◆ Set task
Write out the whole listing exactly as it stands.
####################
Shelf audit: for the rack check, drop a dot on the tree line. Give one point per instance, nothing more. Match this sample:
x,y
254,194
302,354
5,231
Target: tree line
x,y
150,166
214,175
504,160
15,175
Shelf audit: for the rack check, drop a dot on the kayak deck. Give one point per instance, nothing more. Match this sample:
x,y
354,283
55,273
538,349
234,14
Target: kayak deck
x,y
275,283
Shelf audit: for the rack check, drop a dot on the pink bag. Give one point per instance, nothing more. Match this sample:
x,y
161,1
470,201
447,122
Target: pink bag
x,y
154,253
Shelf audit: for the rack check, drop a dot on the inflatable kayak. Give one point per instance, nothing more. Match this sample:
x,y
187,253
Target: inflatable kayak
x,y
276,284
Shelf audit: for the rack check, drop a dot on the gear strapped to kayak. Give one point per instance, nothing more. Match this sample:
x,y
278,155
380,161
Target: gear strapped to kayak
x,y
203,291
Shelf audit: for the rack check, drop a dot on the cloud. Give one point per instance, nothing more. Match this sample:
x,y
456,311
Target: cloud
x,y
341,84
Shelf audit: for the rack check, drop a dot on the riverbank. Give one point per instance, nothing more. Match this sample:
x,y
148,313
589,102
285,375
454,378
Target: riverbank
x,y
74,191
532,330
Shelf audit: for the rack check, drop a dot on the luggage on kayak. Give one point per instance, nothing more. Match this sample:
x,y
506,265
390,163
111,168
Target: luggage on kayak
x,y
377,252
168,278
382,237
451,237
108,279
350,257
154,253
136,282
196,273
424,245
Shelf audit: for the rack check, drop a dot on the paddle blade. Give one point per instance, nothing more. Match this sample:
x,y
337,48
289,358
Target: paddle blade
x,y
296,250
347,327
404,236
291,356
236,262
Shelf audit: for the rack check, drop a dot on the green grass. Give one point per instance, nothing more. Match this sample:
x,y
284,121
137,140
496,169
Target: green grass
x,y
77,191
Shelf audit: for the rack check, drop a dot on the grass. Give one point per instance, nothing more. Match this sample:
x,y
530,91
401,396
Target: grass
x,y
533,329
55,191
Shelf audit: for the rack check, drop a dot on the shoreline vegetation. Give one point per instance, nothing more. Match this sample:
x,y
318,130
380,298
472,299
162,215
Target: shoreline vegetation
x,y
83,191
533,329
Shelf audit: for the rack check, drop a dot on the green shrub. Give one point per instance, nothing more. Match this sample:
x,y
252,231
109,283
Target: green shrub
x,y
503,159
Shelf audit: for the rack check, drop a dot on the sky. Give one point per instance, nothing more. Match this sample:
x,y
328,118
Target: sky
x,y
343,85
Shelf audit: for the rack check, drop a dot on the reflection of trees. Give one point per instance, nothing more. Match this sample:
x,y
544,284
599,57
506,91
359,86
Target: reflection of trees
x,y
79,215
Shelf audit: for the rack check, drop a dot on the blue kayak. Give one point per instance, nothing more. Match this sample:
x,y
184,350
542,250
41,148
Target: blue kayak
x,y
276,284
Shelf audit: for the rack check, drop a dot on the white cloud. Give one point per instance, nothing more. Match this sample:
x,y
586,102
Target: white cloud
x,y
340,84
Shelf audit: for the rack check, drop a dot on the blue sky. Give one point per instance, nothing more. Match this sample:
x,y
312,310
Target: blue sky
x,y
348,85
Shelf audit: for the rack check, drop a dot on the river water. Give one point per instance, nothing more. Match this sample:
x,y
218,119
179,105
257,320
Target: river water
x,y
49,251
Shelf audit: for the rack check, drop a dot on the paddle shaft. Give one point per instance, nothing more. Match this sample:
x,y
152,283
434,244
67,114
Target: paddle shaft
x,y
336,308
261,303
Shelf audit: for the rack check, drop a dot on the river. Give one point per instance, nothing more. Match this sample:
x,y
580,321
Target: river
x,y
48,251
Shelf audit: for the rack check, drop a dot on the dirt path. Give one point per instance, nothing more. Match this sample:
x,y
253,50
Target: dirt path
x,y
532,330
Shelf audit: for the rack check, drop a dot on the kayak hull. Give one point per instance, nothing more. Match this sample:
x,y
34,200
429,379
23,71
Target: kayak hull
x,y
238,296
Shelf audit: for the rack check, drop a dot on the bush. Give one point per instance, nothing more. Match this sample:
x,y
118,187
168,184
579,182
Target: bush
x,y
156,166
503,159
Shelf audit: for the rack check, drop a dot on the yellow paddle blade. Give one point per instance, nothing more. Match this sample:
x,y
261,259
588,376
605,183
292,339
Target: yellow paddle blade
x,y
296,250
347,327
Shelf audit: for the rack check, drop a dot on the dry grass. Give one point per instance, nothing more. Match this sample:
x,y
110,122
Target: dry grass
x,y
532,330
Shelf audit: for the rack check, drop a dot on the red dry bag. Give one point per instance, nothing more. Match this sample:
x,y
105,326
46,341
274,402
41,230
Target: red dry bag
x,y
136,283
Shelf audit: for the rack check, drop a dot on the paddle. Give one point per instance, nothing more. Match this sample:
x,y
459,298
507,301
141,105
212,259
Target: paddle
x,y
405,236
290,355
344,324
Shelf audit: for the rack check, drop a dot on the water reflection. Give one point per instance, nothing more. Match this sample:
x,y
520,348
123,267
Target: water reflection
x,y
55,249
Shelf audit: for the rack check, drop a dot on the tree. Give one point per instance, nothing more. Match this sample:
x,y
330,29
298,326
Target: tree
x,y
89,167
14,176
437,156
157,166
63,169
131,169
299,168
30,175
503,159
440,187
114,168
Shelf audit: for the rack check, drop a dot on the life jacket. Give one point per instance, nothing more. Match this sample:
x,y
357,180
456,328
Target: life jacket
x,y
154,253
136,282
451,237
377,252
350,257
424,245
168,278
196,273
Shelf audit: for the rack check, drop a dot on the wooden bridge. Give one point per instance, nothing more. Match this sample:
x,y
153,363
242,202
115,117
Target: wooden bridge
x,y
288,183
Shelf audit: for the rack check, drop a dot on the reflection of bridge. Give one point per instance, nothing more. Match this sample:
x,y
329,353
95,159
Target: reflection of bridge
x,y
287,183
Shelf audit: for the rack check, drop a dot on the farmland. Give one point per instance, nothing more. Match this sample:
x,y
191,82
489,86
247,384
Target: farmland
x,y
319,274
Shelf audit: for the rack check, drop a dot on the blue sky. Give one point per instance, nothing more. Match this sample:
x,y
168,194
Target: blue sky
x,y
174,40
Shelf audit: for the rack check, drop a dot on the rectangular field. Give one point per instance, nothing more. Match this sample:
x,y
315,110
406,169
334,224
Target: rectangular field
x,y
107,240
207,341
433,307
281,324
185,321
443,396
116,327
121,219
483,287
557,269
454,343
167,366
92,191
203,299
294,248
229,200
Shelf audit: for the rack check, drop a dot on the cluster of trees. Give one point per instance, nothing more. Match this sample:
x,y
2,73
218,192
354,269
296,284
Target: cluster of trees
####################
◆ Solution to this problem
Shelf audit: for the rack check, drop a dot on the tree line. Give one point per instance, nothing more. Match this sample:
x,y
254,194
302,354
5,231
Target: tree line
x,y
150,166
214,175
504,160
15,175
Shelf audit: for the rack check, drop a dot on the kayak deck. Give one point per instance, nothing more. Match this sample:
x,y
354,283
55,273
538,349
234,14
Target: kayak deck
x,y
275,283
Shelf audit: for the rack check, drop a dot on the pink bag. Give one point per instance, nothing more. Match this sample:
x,y
161,1
470,201
447,122
Target: pink bag
x,y
154,253
Shelf audit: for the rack check, drop a dot on the inflatable kayak. Give one point per instance, nothing more. Match this sample:
x,y
187,253
Target: inflatable kayak
x,y
276,284
Shelf audit: for the rack check, drop a dot on the gear strapped to kayak. Give one point per instance, nothing more. Match this sample:
x,y
278,155
380,161
Target: gear strapped to kayak
x,y
203,291
Shelf audit: for the rack check, drop a dot on the cloud. Give one point per instance, nothing more. Match this sample:
x,y
456,311
Target: cloud
x,y
341,84
Shelf audit: for the rack check, drop a dot on the riverbank. Give one point per instance, nothing more. Match this sample:
x,y
148,313
589,102
285,375
454,378
Target: riverbank
x,y
74,191
532,330
Shelf audit: for the rack check, drop a dot on the luggage on kayak. Give one point per instance, nothing more. Match this sample:
x,y
506,265
390,163
111,168
Target: luggage on kayak
x,y
377,252
168,278
382,237
451,237
108,279
350,257
154,253
136,282
196,273
424,245
Shelf audit: for the rack check, drop a dot on the paddle blade. Give one point per instance, nothing more. Match this sample:
x,y
337,48
289,358
Target: paddle blade
x,y
296,250
347,327
404,236
291,356
236,262
Shelf audit: for the rack check, drop a dot on the green grass. Give one point per instance, nothing more. Match this sample:
x,y
284,121
137,140
496,169
Target: green grass
x,y
77,191
Shelf audit: for the rack check, drop a dot on the grass. Give one point per instance, nothing more. Match this sample:
x,y
530,91
401,396
Target: grass
x,y
533,329
55,191
Shelf audit: for the rack check, drop a dot on the shoreline vegetation. Give one point per instance, nothing more. Match this sample:
x,y
318,130
380,298
472,299
162,215
Target: shoreline vegetation
x,y
83,191
533,329
Shelf audit: for the rack check, drop a dot on the green shrub. Give one point per instance, nothing more. Match this sample:
x,y
252,231
109,283
Target: green shrub
x,y
503,159
Shelf audit: for the rack check, drop a dot on the sky. Give one point per instance, nothing more. Match this sample:
x,y
328,118
Target: sky
x,y
343,85
Shelf audit: for the rack check, drop a dot on the reflection of trees. Give one point per instance, nothing more. Match this sample:
x,y
544,284
599,57
506,91
359,86
Target: reflection of trees
x,y
79,215
Shelf audit: for the rack check, drop a dot on the blue kayak. Give one point per instance, nothing more. Match this sample:
x,y
184,350
542,250
41,148
Target: blue kayak
x,y
276,284
Shelf audit: for the rack check, drop a dot on the white cloud. Give one point per instance, nothing more. Match this sample:
x,y
586,102
Target: white cloud
x,y
340,84
Shelf audit: for the rack check, drop a dot on the blue sky. Give one point per instance, nothing more. Match this sample:
x,y
312,310
Target: blue sky
x,y
348,85
Shelf audit: for the rack check, drop a dot on the river water. Give one point per instance, nothing more. Match this sample:
x,y
218,119
179,105
257,320
Target: river water
x,y
49,251
Shelf audit: for the rack check, drop a dot on the paddle shaft. Give one point per instance, nothing more. Match this sample:
x,y
152,283
434,244
67,114
Target: paddle shaft
x,y
336,308
261,303
Shelf audit: for the rack check, drop a dot on the river. Give one point per instance, nothing more. Match this sample:
x,y
580,321
Target: river
x,y
48,251
Shelf audit: for the rack check, drop a dot on the dirt path. Give one point per instance, nothing more. Match this sample:
x,y
253,50
Target: dirt path
x,y
532,330
Shelf audit: for the rack check, drop a dot on the kayak hull. Give one point per instance, nothing more. Match this sample:
x,y
34,200
429,379
23,71
Target: kayak hull
x,y
238,296
Shelf audit: for the rack check, drop a dot on the bush. Give one point per instance, nothing more. Match this sample:
x,y
118,187
168,184
579,182
Target: bush
x,y
156,166
503,159
Shelf audit: for the rack check, drop a dot on the yellow paddle blade. Give one point per instance, nothing more. Match this sample:
x,y
261,259
588,376
605,183
292,339
Target: yellow paddle blade
x,y
296,250
347,327
Shelf audit: for the rack check, drop a dot on the dry grass. Give one point per instance, nothing more. Match this sample:
x,y
110,122
Target: dry grass
x,y
532,330
Shelf audit: for the rack check, drop a dot on the red dry bag. Give one point per instance, nothing more. Match this sample:
x,y
105,326
46,341
274,402
41,230
Target: red dry bag
x,y
136,283
Shelf audit: for the rack check, drop a dot on the paddle. Give one point per instance, nothing more. Match this sample:
x,y
459,298
507,301
141,105
212,259
Target: paddle
x,y
405,236
290,355
344,324
Shelf audit: for the rack check, drop a dot on the water reflection. Give one point per instance, nothing more. Match this sample:
x,y
520,348
123,267
Target: water reflection
x,y
55,249
Shelf audit: for the rack check, drop a dot on the tree. Give one point per instance, nothing more. Match this sample:
x,y
330,29
298,326
Target: tree
x,y
89,167
14,176
437,156
157,166
63,169
131,169
299,168
30,175
503,159
440,187
114,168
Shelf audit: for the rack check, drop a dot on the life jacket. Give one point per instance, nothing more. Match this sample:
x,y
357,180
456,328
Target: life jacket
x,y
154,253
136,282
451,237
377,252
350,257
424,245
168,278
196,273
Shelf audit: for the rack check, drop a dot on the wooden bridge. Give one point per instance, nothing more. Match this sample:
x,y
153,363
242,202
115,117
Target: wooden bridge
x,y
288,183
Shelf audit: for the rack check, drop a dot on the reflection of bridge. Give one point per instance, nothing more. Match this sample:
x,y
329,353
95,159
Target: reflection of bridge
x,y
287,183
Shelf audit: for the rack check, drop a dot on the farmland. Give one point per instance, nothing more. Match this sample:
x,y
191,82
489,86
247,384
Target: farmland
x,y
319,274
Shelf audit: for the rack check, drop a dot on the blue sky. Give one point per instance, nothing more. Match this sample:
x,y
168,194
Target: blue sky
x,y
174,40
Shelf audit: for the rack check, drop a dot on the rectangular field. Give one point per instance, nothing more. Match this sample:
x,y
315,110
406,169
334,224
Target: rectangular field
x,y
107,240
207,341
433,307
281,324
185,321
443,396
116,327
121,219
483,287
557,269
454,343
167,366
92,191
203,299
294,248
229,200
Shelf audit: for the rack check, drop a dot on the cluster of trees. Give one point per instance, nothing more. Match this sample:
x,y
2,73
218,192
354,269
296,284
Target: cluster of trees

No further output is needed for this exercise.